OBJECTIVE:
Transcribe the records below in full; pictures stay out of the copy.

DATA EXCERPTS:
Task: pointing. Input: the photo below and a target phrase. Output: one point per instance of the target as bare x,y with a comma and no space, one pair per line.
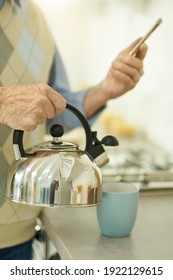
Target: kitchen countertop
76,235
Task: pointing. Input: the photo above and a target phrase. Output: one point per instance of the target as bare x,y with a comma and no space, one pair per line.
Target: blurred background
90,33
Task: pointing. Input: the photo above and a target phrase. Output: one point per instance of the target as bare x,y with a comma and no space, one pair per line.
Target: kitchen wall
90,33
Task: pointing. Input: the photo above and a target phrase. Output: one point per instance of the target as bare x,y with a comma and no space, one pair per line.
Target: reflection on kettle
57,173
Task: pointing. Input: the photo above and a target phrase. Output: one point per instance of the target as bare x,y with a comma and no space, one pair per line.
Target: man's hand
25,107
124,72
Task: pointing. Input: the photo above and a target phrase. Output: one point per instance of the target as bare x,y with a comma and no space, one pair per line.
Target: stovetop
142,162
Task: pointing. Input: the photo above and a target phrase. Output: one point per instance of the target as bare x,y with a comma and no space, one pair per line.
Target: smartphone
136,48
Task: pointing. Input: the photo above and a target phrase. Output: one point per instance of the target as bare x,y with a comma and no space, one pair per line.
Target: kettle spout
97,150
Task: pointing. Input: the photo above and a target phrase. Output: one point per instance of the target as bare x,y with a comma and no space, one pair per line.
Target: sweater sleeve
58,80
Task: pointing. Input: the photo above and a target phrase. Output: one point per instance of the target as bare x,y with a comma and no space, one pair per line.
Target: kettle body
57,173
55,178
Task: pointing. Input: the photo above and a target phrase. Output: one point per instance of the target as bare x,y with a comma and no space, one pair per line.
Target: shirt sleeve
58,80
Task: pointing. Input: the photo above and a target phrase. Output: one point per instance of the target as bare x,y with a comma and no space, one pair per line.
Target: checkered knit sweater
26,56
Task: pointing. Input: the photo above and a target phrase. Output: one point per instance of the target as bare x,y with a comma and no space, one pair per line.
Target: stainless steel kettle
57,173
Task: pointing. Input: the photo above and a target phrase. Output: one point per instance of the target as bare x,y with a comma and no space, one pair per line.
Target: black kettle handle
18,135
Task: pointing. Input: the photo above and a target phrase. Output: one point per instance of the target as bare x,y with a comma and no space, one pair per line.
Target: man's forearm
94,100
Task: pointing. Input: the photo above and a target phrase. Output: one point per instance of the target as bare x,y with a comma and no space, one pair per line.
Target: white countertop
76,235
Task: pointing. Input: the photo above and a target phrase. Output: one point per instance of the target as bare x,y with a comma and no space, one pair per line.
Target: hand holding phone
136,48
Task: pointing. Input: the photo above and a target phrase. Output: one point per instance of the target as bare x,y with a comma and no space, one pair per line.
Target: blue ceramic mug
117,213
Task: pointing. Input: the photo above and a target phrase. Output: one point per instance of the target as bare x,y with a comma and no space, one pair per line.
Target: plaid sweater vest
26,56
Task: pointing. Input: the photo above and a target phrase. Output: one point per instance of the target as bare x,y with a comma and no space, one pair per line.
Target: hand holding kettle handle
93,145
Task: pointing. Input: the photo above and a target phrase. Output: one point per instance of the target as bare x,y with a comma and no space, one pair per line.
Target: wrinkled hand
25,107
124,72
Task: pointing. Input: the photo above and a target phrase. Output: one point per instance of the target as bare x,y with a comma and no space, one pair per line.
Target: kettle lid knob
56,130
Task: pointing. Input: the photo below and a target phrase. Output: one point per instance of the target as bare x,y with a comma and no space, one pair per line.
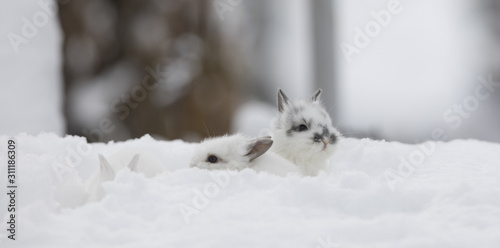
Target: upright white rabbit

RESULT BELOW:
Task: pointing. Input: the photo below and a target phrase. Output: one point per instance of the target as bare x,y with a comma and no space, one pair per line.
Target: kitchen countertop
76,235
Task: pointing. Input: the photo above and a target phrase. Output: one point per instance of the target as bare x,y with a comma and no space, one pair per line.
Target: blurred background
90,33
Task: pointing. Input: the photo above and a target phrase. Output: one point per instance of the target as bare x,y with a comma and no space, one pair per line.
Target: kitchen wall
90,33
Task: pointing. Input: the photo above and a target phrase. Output: one point per instance of the target as bare x,y with a comma and no space, one pair per line.
Target: reflection on kettle
57,173
Task: pointing. Input: the photo above and a target phrase. Output: one point per instance of the target as bare x,y with a comma and no space, one pair per line.
Target: man's hand
25,107
124,72
Task: pointing. Input: the photo above and a target phrase. Output: one point per instance of the target as bare x,y with a comma and no space, one pair per line.
Target: stovetop
142,162
Task: pointing. Input: the photo above and a target phrase. Output: one point per instance of the target as bare x,y with a comma and no space, one pair per line.
Target: smartphone
136,48
Task: pointing. Input: the photo above and a target phrase. Output: one point per instance of the target as bare x,y with a comma and no space, one pair per line.
Target: kettle spout
97,150
Task: pointing. Input: the photo above and a target phrase. Output: one point per instance of the target as bare x,y with a comma and no space, one pair per line.
Target: sweater sleeve
58,80
Task: pointing. Input: the photo above and a target phrase. Output: one point per instance of the target as bare x,y with a comma and no space, one pair per line.
Target: kettle body
57,173
55,178
Task: pointing. Input: the photo above and a target phrase. Output: one point per instance of the target as bare x,y with a comma and no space, one pair per line.
Target: shirt sleeve
58,80
Task: pointing. Input: the photo above and a target phrase. Output: one point per instance of the target as bare x,y with a comma and no space, one pair per line.
Target: checkered knit sweater
26,56
Task: pointing. Input: the photo above and a target phrase. Output: one point per instance of the target as bare x,y with a comma and no space, one pair per line.
Target: stainless steel kettle
57,173
Task: pointing. Input: the photo above and a target phrase. Output: one point per instance of the target as bare x,y with a comma and no space, one pair per line.
Target: black kettle handle
18,135
Task: pointing. Input: the photo above and a target phrase. Output: one point per instance of the target as bare x,y with a comma and no space, one pair per line.
Target: man's forearm
94,100
Task: pointing. Input: the photo above and a target phrase. Output: one point per instance of the target as bare x,y with a comma and no space, one pair per line.
Target: white countertop
76,235
Task: pointing. Input: the photo above and a target phrase. Output: one point per instance of the target as bare x,y with a comma and no space, one pair per line.
Target: hand holding phone
136,48
Task: pointing. Input: the photo above and a target phrase. Output: one point per instance of the target as bare x,y with a comma and no space, one pair per line.
Target: blue ceramic mug
117,213
Task: pointing. Input: the photo above and a target phrase. Output: one point per instance of the target as bare x,y with a comma and no space, one pair per line.
Target: plaid sweater vest
26,56
Task: pointing. Input: the photo above and a target phrase. Output: one point per instance of the target as bare x,y with a comma and no space, one pair per line.
Target: hand holding kettle handle
93,145
Task: pointing. Input: the photo above and a target phrase. Output: one point per instance of the target as bare x,y with a comma and no space, one pair per line.
Target: wrinkled hand
25,107
124,72
Task: pointing. Input: the photo above and a target phrase. Output: one point per instance of the target as bare x,y with a comma and no space, one pair per line.
Target: kettle lid knob
56,130
Task: pointing. Input: the photo below and a target phrase. Output: one point per instance of the target as bare x,y with a comma and no space, one pair per line.
Target: upright white rabbit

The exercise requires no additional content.